_The exercise_: Copy the lines below word for word, from the line containing "of the green" to the last line, including both.

_Supplied material_:

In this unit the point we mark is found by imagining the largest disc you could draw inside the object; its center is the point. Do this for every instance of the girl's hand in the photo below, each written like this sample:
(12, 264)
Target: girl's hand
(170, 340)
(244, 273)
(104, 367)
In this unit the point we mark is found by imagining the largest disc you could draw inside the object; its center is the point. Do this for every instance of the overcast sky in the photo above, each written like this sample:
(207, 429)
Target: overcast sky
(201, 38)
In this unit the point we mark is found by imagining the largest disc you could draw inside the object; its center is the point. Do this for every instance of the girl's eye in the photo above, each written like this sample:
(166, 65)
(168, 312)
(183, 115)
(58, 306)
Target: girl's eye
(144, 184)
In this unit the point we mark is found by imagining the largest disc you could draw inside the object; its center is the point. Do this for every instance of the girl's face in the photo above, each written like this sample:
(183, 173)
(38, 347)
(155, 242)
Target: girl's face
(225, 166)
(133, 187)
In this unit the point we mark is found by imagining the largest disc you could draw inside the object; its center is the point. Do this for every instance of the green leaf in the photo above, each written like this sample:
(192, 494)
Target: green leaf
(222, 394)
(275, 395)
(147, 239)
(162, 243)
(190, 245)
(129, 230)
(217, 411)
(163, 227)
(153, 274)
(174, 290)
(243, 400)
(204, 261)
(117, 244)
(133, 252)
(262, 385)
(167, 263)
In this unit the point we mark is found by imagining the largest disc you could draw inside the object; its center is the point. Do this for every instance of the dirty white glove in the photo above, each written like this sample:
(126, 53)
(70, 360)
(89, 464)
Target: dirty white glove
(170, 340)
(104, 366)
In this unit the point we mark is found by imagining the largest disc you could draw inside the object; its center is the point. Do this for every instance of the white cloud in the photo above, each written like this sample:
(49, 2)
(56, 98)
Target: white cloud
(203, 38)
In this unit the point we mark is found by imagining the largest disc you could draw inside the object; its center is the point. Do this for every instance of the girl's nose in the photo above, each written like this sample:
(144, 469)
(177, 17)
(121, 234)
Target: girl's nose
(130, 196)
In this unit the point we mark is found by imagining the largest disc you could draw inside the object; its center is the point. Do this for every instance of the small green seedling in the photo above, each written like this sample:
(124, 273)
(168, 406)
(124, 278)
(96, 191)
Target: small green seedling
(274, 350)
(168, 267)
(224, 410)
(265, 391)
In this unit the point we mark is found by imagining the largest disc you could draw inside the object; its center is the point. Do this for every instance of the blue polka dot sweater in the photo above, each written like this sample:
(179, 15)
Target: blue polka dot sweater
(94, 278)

_Solution for this exercise_:
In this unit the point we mark is found by imagining the largest disc you could draw inside the object; its center is the point. Do this for every instance of the green leaf in the photo above, each written like this sample:
(192, 494)
Target: green leaf
(222, 394)
(275, 395)
(147, 239)
(162, 243)
(190, 245)
(129, 230)
(217, 411)
(163, 227)
(153, 274)
(174, 290)
(243, 400)
(204, 261)
(117, 244)
(133, 252)
(262, 385)
(167, 263)
In this unit the point we mark is found by imagining the largest disc you could draw inside the object; its center is the point. Do this for every instance of the dirty white glove in the photo above, each written like this sample:
(126, 53)
(70, 360)
(89, 464)
Target: dirty white glove
(170, 340)
(104, 366)
In this unit the point we mark is found by imagining the largest disc you could draw inside the object; its center is the point. Do this for every instance of the white cloud in the photo above, each written like this sample:
(49, 2)
(56, 98)
Target: white cloud
(203, 38)
In this unit the point we mark is found by imagining the largest disc you could draw inside the object; its center is the point. Do this for every instance of the girl's nose in the photo above, each written like this sample:
(144, 469)
(177, 17)
(121, 234)
Target: girl's nose
(130, 196)
In this unit the point we mark is found by imagining the largest disc you could draw inside the object; its center is the point. Do this for every instance of the small green seedling in the photo above, each written like this sample:
(124, 273)
(168, 406)
(124, 278)
(96, 191)
Target: small green seedling
(274, 350)
(168, 267)
(224, 410)
(265, 391)
In this unit the point we mark is found by imagining the largest disc you could draw inside the object; its center is the point. Do this for every instance of the blue polka dot sweater in the photo above, each written like this sample:
(179, 15)
Target: blue polka dot sweater
(94, 278)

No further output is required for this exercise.